— EXERCISE TASK 1 —
For each statement below, say yes or no depending on whether it agrees with the Jeju dining interview, and quote the words from the interview that decide it. (a) The Jeju locations average a 97% reservation rate. (b) The company plans to open company-owned locations in every overseas market. (c) Meal kits are being developed with Musinsa.
— EXERCISE TASK 2 —
According to the Jeju dining interview, what award did the Ministry of Culture, Sports and Tourism give the company in 2024?
— EXERCISE TASK 3 —
Output the part of the Jeju dining interview between "Long-term, we’re expanding" and "model works commercially.", inclusive.

Who are you building this for?

We’re targeting two distinct but complementary markets.

Domestically, Jeju gets over 12 million visitors annually. We’re after the ones who want more than sightseeing—travelers seeking genuine cultural depth. Family groups and premium dining enthusiasts represent our steadiest growth segments.

Internationally, we’re focused on cities like Singapore, Hong Kong, and Paris—places where food culture is sophisticated and audiences expect innovation. Customers in these markets will pay premium prices for original experiences that authentically blend cuisine with cultural storytelling.

Global media is helping us, too. As OTT platforms and international press feature Jeju and haenyeo culture, overseas interest is accelerating. We’re actively building on that momentum.

Our core targets: high-income locals, arts and culture enthusiasts, corporate clients. For these audiences, premium dining built around Jeju’s stories offers something they can’t get elsewhere. Through them, we’re establishing haenyeo and Jeju culture as sustainable global brands, not just regional curiosities.

How does the business model work?

Two main revenue streams.

First, our directly operated dining venues. Jongdal and Bukchon generate steady ticket sales and food revenue, supported by those strong reservation and satisfaction rates.

Second, content licensing for international expansion. We’ve built unique IP combining performance and dining. We can license this to overseas partners, earning royalties while they handle local operations. This approach lets us expand globally without taking on the full risk and capital requirements of opening company-owned locations everywhere.

We’re also diversifying through strategic brand partnerships: developing signature menus with Michelin-starred chefs, creating meal kits with Dongwon F&B, doing upcycled fashion pop-ups with Musinsa.

Long-term, we’re expanding into merchandise, beverages, and food products—building a complete brand ecosystem around haenyeo and Jeju culinary culture. The goal isn’t just revenue growth. We’re building a cultural IP company that shares these traditions globally, moving far beyond just operating restaurants.

What have you achieved so far?

Our Jeju locations maintain 97% average reservation rates with 4.8-star satisfaction—solid proof that the performance-dining model works commercially.

Recognition has come from multiple sources. In 2024, we won the Ministry of Culture, Sports and Tourism’s Korean Tourism Star Award for convergence tourism content. Jeju Province gave us their Excellence Award for Social Value Realization, validating both our regional impact and innovation.

[Pointing and labeling entries]
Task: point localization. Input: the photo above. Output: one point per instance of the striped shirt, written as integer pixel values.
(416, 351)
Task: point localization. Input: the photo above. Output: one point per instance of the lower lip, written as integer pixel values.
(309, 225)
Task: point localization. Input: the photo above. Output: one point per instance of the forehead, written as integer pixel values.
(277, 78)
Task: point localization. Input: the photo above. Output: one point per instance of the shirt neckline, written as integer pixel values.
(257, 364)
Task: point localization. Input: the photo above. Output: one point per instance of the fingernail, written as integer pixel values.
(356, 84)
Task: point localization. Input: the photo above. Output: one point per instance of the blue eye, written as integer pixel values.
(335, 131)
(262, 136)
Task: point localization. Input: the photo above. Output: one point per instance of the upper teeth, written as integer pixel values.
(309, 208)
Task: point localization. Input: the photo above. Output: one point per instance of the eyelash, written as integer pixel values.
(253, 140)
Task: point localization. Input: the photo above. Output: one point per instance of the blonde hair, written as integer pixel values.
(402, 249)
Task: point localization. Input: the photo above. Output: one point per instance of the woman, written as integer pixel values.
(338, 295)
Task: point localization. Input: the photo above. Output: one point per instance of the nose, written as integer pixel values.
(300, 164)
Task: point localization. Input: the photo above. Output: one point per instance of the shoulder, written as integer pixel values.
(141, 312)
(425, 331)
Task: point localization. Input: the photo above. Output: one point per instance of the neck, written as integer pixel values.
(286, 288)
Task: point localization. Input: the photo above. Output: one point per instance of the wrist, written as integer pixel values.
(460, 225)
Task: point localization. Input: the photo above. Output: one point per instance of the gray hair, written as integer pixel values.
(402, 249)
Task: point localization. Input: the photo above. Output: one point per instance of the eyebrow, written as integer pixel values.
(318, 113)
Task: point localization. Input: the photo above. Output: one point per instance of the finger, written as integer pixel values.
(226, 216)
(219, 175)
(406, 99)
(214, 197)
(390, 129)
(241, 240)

— TASK OUTPUT 1 —
(a) Yes: "Our Jeju locations maintain 97% average reservation rates"
(b) No: "This approach lets us expand globally without taking on the full risk and capital requirements of opening company-owned locations everywhere."
(c) No: "creating meal kits with Dongwon F&B, doing upcycled fashion pop-ups with Musinsa."

— TASK OUTPUT 2 —
The Korean Tourism Star Award for convergence tourism content.

— TASK OUTPUT 3 —
Long-term, we’re expanding into merchandise, beverages, and food products—building a complete brand ecosystem around haenyeo and Jeju culinary culture. The goal isn’t just revenue growth. We’re building a cultural IP company that shares these traditions globally, moving far beyond just operating restaurants.

What have you achieved so far?

Our Jeju locations maintain 97% average reservation rates with 4.8-star satisfaction—solid proof that the performance-dining model works commercially.